What you are asked to do: Rewrite the items below from the line with "the car roof" through the end of the items, both ends included, keeping each request unchanged but scaling every point coordinate in the answers by 2 and rounding to whole numbers, with halves rounded up. Leave the pictures out.

Supplied records:
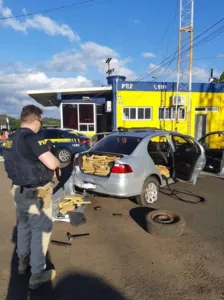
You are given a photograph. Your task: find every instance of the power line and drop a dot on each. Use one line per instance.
(165, 61)
(49, 10)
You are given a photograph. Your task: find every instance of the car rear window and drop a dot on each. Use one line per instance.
(117, 144)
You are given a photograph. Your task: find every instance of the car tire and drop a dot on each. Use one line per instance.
(164, 223)
(147, 200)
(64, 155)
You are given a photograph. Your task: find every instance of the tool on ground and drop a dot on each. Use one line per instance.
(117, 214)
(70, 238)
(97, 208)
(67, 205)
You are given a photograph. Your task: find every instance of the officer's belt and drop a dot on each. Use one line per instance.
(30, 187)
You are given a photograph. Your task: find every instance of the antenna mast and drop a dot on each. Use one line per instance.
(109, 70)
(185, 59)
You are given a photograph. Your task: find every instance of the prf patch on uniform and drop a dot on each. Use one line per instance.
(42, 142)
(7, 144)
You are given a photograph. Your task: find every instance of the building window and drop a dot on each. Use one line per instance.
(137, 113)
(169, 113)
(207, 109)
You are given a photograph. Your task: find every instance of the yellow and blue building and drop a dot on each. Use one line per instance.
(138, 104)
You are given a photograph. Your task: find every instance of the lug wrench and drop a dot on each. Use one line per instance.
(70, 238)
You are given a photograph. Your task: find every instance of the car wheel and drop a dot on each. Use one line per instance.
(150, 192)
(164, 223)
(64, 155)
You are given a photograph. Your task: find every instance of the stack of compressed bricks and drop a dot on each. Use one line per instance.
(97, 164)
(69, 203)
(163, 170)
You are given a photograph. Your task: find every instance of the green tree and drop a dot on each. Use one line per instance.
(221, 80)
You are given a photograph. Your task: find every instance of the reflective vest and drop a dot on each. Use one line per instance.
(21, 170)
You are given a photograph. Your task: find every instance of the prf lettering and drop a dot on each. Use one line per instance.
(7, 144)
(42, 142)
(127, 86)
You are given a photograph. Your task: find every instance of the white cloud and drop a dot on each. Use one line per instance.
(90, 54)
(14, 88)
(37, 22)
(148, 54)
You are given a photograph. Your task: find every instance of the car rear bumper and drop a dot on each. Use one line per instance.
(123, 185)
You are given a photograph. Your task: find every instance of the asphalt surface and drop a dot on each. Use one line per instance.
(120, 260)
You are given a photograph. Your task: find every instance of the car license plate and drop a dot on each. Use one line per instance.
(88, 185)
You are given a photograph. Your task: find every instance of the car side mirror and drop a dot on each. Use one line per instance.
(205, 145)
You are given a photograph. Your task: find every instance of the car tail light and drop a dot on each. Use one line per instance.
(75, 160)
(83, 142)
(121, 169)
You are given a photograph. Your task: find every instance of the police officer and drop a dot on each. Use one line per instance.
(31, 167)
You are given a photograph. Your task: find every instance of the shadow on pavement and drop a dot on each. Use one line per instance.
(84, 286)
(81, 286)
(65, 174)
(182, 195)
(139, 214)
(18, 284)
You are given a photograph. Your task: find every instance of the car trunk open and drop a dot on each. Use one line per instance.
(99, 164)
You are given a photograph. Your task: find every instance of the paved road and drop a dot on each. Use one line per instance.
(120, 260)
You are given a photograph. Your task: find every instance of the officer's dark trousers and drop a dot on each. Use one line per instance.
(34, 227)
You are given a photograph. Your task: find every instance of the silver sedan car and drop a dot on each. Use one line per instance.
(135, 172)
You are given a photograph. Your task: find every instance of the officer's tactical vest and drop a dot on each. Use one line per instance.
(23, 171)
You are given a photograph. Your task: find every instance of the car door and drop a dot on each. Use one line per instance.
(213, 144)
(189, 158)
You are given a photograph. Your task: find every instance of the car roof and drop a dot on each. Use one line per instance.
(57, 128)
(139, 133)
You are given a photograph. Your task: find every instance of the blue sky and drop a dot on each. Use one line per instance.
(67, 48)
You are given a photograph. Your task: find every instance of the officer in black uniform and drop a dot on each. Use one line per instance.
(31, 167)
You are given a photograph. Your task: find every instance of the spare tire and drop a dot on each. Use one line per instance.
(164, 223)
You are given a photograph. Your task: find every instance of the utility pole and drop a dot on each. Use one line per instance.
(109, 70)
(185, 56)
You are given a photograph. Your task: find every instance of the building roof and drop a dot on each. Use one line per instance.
(52, 97)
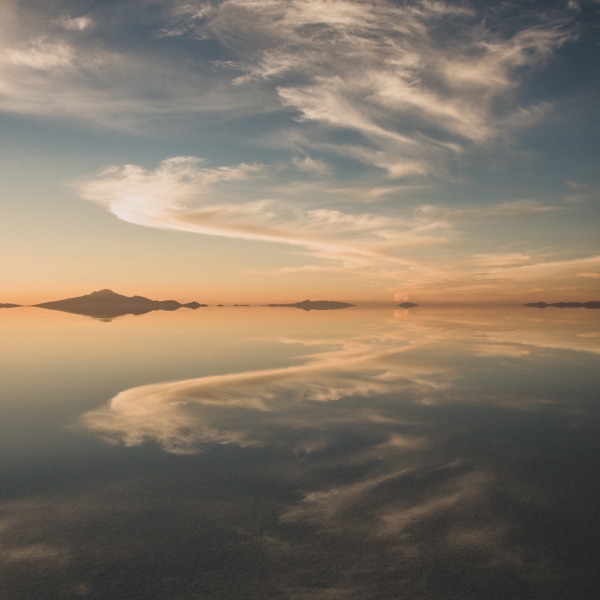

Task answer:
You are given a photograph. Your task: find every instance of the car roof and drop a dot on each. Use one line per instance.
(114, 256)
(278, 266)
You are given a photograph. Your task: find every instance of the blue sky and drop a dot on each. Use one line per instance.
(134, 96)
You are given a photograph. Your task: find every instance of the officer in black uniform and drop a dot on each. Use one line per instance.
(62, 334)
You are given a photograph. Your task: find every instance of the spare tire and drop a dot on each. Use one line per instance.
(328, 446)
You are given a photograph. Your task: find every instance of the utility pole and drop a dot on each. Use one line per instance.
(218, 140)
(370, 112)
You are given a photograph. Your task: find every instance of the building roof and drop a dot on each. Use one line per instance.
(104, 194)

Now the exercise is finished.